* BEGIN *

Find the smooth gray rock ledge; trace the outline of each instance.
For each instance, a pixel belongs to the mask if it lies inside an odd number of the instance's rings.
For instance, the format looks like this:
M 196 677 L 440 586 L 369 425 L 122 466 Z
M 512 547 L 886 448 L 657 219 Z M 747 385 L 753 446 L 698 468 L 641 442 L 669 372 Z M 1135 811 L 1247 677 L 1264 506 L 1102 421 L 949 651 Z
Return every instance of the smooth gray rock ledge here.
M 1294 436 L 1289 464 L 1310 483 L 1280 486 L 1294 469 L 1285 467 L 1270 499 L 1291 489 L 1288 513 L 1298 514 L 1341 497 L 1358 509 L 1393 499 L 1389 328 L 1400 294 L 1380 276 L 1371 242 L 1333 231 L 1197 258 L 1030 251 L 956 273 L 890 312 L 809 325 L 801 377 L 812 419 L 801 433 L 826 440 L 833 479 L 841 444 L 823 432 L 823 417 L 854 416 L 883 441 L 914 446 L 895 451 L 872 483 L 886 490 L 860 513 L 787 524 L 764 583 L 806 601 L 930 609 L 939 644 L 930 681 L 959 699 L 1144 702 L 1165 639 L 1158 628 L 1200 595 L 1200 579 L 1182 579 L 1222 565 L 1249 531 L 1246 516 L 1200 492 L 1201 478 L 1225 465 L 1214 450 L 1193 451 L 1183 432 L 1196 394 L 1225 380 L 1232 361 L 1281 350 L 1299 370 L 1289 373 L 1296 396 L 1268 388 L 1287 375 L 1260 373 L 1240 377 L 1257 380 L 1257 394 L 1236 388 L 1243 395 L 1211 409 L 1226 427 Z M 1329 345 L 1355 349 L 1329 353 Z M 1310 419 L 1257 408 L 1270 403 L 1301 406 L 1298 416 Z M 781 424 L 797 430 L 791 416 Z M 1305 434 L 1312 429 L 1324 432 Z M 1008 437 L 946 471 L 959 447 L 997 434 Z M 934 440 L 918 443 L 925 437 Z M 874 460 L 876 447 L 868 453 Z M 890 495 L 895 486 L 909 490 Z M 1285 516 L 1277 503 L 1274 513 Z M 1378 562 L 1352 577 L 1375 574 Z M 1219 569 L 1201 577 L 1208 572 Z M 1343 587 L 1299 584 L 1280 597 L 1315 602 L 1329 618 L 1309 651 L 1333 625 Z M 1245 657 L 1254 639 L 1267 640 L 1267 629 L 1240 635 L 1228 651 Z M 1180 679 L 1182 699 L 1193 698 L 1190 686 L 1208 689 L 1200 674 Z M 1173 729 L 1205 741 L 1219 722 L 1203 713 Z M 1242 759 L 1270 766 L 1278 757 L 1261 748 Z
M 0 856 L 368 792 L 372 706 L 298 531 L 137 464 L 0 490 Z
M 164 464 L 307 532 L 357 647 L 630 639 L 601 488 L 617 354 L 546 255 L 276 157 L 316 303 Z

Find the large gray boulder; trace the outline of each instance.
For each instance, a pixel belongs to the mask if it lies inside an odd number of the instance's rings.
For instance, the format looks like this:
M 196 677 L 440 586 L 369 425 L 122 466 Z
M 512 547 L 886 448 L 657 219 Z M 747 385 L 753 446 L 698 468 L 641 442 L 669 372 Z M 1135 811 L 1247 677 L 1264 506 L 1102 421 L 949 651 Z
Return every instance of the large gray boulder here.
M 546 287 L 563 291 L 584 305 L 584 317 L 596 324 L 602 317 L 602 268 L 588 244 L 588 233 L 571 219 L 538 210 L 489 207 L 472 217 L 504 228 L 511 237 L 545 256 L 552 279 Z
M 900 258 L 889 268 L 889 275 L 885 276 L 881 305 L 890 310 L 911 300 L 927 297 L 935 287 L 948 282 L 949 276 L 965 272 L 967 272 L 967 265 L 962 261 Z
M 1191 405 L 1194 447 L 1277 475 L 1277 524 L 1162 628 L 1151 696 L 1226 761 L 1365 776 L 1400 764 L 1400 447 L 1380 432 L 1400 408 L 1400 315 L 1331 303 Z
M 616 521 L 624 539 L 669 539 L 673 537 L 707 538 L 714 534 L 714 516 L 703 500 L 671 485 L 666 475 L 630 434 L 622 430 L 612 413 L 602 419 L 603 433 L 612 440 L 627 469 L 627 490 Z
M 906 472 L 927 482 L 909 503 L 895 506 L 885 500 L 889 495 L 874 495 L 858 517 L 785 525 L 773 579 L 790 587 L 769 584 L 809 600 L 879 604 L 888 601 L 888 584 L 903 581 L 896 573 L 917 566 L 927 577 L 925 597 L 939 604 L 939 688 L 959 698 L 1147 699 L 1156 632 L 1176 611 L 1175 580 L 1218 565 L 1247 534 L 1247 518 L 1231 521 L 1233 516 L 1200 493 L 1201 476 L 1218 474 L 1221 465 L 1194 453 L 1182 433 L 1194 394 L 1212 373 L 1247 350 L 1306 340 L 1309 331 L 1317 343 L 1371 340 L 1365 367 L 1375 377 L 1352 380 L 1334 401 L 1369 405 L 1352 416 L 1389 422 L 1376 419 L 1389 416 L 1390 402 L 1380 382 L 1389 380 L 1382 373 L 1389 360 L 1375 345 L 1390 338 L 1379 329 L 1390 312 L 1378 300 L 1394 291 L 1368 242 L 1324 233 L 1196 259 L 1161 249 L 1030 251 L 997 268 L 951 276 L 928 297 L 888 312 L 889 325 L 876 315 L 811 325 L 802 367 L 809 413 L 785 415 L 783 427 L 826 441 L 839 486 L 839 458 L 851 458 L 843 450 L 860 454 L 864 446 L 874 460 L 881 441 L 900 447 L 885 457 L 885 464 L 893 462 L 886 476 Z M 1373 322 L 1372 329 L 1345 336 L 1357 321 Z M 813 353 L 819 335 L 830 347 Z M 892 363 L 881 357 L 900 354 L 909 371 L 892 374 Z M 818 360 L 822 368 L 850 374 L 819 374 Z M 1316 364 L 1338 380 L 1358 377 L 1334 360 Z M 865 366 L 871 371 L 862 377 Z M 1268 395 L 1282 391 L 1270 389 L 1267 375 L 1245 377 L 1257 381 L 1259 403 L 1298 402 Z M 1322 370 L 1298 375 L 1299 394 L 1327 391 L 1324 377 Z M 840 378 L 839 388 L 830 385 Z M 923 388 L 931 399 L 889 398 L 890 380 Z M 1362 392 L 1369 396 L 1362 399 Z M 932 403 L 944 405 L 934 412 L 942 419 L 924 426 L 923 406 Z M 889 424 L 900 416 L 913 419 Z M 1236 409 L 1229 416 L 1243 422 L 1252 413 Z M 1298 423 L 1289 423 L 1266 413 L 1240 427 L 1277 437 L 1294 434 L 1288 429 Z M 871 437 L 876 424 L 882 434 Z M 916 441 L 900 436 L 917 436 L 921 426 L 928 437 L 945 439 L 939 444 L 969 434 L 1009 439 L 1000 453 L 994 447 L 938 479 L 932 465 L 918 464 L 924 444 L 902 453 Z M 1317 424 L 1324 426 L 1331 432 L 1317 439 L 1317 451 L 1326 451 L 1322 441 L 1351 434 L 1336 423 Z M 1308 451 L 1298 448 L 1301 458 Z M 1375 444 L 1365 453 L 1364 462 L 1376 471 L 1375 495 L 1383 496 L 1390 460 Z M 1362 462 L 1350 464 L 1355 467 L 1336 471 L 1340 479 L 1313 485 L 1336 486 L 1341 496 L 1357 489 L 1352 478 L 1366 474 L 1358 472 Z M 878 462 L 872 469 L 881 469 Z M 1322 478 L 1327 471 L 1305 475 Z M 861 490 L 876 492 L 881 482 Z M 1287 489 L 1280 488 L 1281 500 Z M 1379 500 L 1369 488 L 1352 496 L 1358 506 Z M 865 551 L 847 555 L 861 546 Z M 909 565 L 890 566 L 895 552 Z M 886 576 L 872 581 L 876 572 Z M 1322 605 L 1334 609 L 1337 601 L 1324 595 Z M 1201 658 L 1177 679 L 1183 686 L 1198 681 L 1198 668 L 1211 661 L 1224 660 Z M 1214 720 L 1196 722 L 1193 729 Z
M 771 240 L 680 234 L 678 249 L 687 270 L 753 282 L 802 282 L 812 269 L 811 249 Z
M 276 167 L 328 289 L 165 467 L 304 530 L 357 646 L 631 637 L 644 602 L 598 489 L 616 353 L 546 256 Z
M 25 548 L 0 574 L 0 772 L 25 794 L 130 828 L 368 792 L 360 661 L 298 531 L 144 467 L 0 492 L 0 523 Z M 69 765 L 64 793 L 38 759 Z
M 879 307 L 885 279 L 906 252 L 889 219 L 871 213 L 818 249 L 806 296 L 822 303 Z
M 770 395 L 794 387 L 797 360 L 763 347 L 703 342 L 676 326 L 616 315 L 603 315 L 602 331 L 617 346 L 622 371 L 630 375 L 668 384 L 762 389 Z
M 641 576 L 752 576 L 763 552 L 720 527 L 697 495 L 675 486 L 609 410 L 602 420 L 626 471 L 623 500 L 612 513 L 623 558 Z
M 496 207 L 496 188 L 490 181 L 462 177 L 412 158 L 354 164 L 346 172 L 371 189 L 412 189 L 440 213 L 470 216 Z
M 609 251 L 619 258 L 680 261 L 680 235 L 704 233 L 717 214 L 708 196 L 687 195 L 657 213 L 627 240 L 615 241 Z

* END *

• _WHAT THE TASK ASKS_: Retype the records exactly, starting at the line that contains "Find the large" and ending with the line that contains "M 1191 405 L", with both of those lines included.

• _TASK OUTPUT_:
Find the large gray boulder; trace the outline of each instance.
For each instance, a pixel belongs to the mask if it lies inside an odd number of the instance's rings.
For instance, the format looks like this:
M 196 677 L 440 586 L 369 425 L 122 466 Z
M 512 547 L 886 448 L 657 219 Z M 747 385 L 753 446 L 698 468 L 641 442 L 669 372 Z M 1135 811 L 1247 677 L 1264 506 L 1102 421 L 949 651 Z
Return every instance of the large gray boulder here.
M 546 287 L 563 291 L 584 305 L 584 317 L 596 324 L 602 317 L 602 268 L 588 244 L 588 233 L 571 219 L 538 210 L 489 207 L 472 217 L 504 228 L 511 237 L 545 256 L 552 279 Z
M 900 258 L 889 268 L 889 275 L 885 276 L 881 305 L 890 310 L 911 300 L 927 297 L 935 287 L 948 282 L 949 276 L 965 272 L 967 272 L 967 265 L 962 261 Z
M 1191 405 L 1194 447 L 1277 475 L 1277 524 L 1162 628 L 1151 696 L 1226 761 L 1365 776 L 1400 764 L 1400 447 L 1380 432 L 1400 408 L 1400 315 L 1331 303 Z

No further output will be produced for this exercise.